Coordinate labeling data:
** Begin **
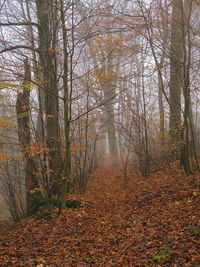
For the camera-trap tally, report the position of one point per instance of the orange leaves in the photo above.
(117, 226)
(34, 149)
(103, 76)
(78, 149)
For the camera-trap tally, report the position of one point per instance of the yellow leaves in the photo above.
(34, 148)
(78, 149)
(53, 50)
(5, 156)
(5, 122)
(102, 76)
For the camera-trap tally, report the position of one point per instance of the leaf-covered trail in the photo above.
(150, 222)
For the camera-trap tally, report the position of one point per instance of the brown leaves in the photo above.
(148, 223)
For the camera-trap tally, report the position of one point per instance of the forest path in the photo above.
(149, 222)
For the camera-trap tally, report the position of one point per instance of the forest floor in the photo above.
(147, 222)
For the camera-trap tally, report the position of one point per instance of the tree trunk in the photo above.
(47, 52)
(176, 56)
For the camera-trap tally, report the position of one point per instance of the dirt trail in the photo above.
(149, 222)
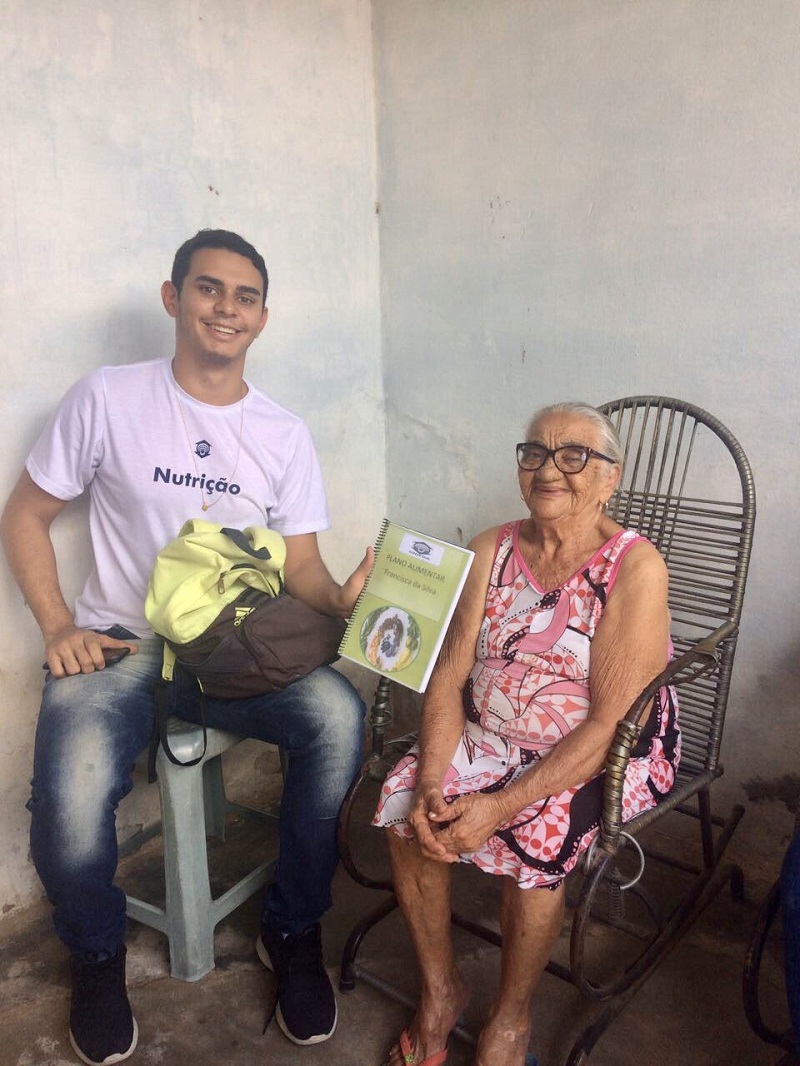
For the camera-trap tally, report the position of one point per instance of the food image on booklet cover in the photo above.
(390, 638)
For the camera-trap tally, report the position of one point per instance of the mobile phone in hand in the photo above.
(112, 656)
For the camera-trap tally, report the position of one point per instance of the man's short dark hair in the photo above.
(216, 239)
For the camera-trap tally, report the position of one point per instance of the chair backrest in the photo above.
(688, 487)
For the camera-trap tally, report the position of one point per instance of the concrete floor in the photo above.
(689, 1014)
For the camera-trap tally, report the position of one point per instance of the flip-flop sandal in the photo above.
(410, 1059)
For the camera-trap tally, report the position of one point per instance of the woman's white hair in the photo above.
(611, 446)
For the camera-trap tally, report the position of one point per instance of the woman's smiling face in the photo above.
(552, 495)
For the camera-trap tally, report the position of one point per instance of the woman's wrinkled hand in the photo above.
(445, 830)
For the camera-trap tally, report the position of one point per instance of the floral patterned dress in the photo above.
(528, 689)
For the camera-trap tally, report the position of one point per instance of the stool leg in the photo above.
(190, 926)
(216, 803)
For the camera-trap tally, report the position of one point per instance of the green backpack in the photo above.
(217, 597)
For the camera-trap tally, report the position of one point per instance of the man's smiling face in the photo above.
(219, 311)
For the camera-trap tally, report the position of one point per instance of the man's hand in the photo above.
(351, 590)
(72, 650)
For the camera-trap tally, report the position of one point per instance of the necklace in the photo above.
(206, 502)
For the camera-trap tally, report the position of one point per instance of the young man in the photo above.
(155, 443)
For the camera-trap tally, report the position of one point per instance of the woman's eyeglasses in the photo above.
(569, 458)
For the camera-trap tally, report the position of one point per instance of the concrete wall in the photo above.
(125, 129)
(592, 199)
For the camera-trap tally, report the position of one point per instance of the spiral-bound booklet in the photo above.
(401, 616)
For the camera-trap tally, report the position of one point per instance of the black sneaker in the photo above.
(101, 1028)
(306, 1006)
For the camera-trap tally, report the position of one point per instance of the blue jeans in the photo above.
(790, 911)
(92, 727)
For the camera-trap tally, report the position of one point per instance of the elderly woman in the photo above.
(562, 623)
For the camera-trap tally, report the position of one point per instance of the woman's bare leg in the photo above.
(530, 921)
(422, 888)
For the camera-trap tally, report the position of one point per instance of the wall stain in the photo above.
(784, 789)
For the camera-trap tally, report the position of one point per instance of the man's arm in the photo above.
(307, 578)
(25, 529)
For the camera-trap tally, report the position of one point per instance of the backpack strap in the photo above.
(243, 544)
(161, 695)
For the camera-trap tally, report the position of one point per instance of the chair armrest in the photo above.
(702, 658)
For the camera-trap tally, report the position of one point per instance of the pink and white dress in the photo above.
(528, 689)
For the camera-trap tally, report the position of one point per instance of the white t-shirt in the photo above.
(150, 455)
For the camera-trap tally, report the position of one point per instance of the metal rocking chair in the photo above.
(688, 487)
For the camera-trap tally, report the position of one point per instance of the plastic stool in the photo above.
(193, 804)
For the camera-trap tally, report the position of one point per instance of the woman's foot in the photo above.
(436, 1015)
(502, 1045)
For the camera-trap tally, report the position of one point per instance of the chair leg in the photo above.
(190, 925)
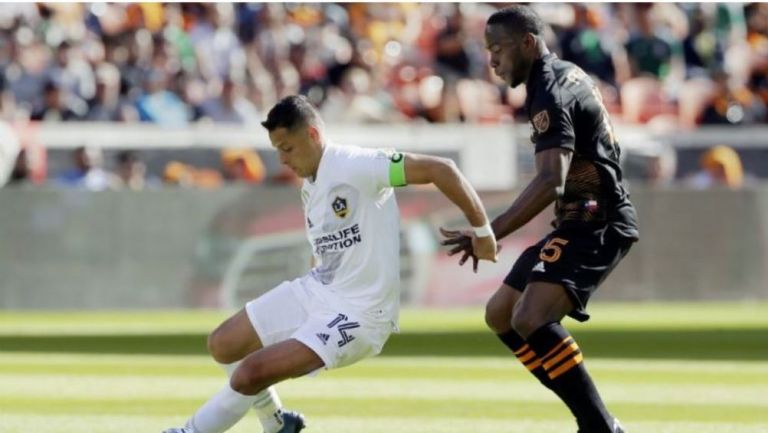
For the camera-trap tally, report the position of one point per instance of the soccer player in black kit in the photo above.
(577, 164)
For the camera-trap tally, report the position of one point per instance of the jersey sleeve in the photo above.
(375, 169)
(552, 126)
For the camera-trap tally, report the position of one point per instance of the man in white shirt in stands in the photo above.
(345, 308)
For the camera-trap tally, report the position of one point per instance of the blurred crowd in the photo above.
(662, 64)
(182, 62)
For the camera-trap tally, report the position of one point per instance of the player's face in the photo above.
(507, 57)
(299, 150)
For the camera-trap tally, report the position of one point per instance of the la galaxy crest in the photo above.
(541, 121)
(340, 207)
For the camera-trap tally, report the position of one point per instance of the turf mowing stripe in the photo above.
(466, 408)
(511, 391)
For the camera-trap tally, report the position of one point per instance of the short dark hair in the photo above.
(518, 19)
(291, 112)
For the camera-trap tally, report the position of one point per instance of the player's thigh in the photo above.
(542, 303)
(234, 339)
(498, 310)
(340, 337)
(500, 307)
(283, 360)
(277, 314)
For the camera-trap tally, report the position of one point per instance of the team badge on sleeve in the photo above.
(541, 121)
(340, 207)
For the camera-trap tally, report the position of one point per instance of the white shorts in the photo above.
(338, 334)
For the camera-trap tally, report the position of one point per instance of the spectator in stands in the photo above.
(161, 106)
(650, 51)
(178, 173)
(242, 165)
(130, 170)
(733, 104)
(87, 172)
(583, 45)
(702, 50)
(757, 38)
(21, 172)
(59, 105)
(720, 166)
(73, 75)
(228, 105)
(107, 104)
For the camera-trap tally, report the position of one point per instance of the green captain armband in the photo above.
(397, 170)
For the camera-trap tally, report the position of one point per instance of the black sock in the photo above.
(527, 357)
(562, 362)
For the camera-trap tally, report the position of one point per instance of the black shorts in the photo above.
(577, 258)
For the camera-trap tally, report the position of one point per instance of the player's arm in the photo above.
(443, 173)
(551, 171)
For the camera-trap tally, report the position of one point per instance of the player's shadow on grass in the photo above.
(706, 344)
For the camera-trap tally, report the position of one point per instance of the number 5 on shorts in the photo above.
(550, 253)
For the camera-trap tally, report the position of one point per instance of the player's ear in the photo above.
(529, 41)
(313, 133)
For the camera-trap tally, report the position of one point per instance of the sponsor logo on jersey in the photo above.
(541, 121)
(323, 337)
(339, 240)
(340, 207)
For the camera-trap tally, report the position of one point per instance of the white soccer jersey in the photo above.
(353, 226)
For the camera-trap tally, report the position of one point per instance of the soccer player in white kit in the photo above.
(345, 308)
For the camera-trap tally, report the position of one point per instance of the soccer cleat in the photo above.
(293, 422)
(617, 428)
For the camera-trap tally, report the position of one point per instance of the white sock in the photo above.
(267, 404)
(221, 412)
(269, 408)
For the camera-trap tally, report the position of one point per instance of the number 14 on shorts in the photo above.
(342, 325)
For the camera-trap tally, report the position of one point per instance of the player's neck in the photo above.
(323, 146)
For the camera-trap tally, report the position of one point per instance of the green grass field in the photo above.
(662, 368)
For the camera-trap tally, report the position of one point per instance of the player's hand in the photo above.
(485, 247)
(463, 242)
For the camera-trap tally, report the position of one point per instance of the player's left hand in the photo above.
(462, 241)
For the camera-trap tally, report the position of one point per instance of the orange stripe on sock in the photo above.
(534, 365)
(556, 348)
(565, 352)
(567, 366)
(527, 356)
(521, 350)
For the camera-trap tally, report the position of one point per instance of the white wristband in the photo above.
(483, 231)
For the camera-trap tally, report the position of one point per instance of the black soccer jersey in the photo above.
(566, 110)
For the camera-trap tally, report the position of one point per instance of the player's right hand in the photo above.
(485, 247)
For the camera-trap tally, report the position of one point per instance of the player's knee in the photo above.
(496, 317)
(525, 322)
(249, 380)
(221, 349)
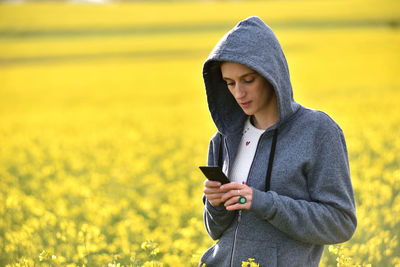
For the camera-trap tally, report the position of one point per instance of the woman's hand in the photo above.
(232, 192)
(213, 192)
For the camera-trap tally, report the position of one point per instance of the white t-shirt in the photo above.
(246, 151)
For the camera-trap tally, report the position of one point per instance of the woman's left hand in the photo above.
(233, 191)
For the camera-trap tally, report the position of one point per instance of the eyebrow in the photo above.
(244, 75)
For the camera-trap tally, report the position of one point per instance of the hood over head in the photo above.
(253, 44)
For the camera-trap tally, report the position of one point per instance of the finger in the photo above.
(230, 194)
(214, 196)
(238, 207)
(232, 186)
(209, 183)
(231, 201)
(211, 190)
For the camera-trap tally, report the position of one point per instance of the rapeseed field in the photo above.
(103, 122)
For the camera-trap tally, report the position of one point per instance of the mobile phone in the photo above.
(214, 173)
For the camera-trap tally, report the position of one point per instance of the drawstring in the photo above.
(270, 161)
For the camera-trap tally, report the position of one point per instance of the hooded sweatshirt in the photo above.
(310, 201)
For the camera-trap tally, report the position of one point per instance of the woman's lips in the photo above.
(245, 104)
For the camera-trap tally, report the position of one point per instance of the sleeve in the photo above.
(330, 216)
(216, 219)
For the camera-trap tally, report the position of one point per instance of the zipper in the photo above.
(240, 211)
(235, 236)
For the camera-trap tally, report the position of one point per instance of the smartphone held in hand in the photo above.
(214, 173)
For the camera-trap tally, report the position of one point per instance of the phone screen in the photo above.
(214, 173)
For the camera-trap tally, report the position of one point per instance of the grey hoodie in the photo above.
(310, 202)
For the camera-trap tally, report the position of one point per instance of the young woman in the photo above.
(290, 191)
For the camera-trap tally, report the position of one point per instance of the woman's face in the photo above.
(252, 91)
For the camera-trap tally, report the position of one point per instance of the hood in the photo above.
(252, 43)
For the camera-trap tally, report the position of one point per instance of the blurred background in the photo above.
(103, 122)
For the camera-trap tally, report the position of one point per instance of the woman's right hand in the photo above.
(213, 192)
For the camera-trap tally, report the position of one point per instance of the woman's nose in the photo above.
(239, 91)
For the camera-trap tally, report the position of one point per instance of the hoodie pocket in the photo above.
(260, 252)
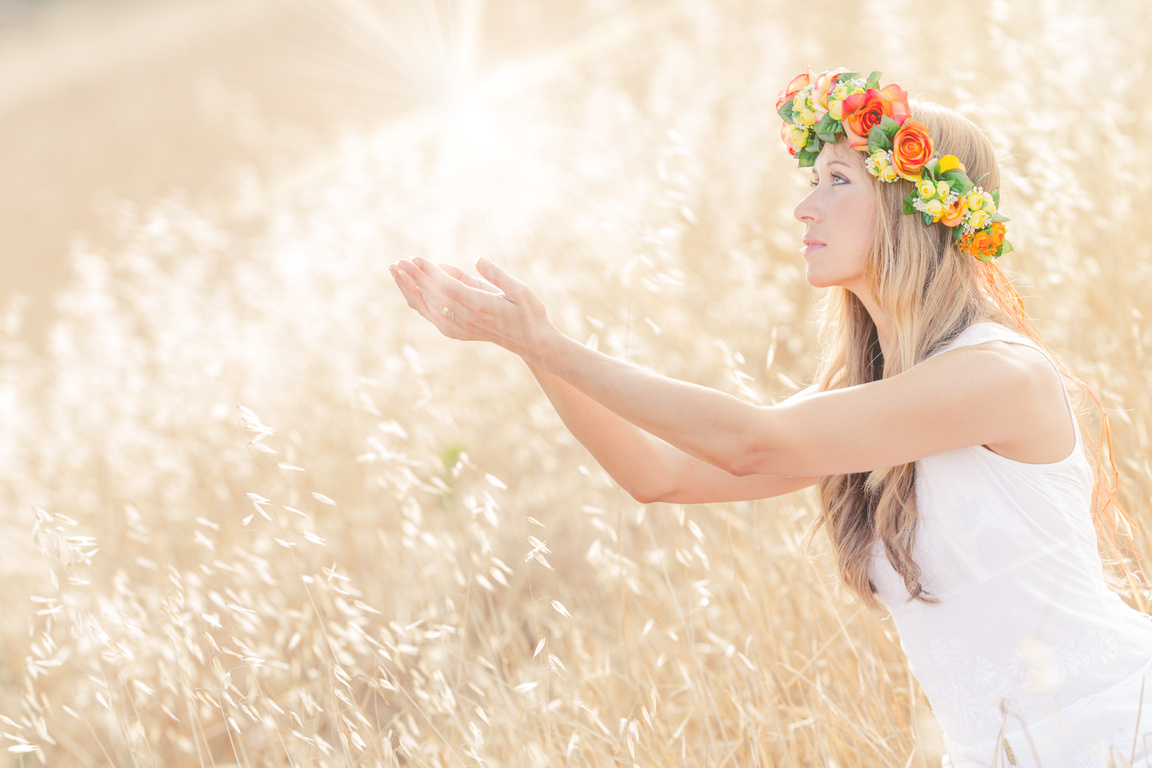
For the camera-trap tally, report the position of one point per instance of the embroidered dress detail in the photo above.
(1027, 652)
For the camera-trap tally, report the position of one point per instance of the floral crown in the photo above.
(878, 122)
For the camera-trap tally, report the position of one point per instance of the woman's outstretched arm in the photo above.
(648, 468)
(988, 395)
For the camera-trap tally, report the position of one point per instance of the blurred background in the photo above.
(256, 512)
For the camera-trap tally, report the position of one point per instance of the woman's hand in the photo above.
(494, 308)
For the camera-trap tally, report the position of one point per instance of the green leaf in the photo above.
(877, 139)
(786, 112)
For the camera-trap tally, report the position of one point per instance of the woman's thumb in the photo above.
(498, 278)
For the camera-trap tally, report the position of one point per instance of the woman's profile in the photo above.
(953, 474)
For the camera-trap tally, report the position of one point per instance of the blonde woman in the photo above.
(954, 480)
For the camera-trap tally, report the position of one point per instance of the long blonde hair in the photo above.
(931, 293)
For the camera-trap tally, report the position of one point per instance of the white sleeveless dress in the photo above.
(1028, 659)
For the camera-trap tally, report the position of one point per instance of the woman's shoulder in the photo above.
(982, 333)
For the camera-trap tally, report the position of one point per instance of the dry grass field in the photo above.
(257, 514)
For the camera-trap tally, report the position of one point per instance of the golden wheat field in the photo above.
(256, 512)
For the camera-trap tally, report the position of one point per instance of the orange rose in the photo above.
** End **
Reproduce verbatim the lines starting at the one that contains "shoulder in the photo above." and ending at the final line above.

For the camera-trap tally, report the position of one point per instance of the woman's shoulder in the photo above.
(982, 333)
For the camera-trap tally, report the position of one point per instance of the dry grass field in the photo above.
(257, 514)
For the camera-trap tally, report the position of one point per instance of the golden wheat field in the photo above.
(256, 512)
For the camera-trap tally, report the position of one point per instance of the orange rose in the photo above.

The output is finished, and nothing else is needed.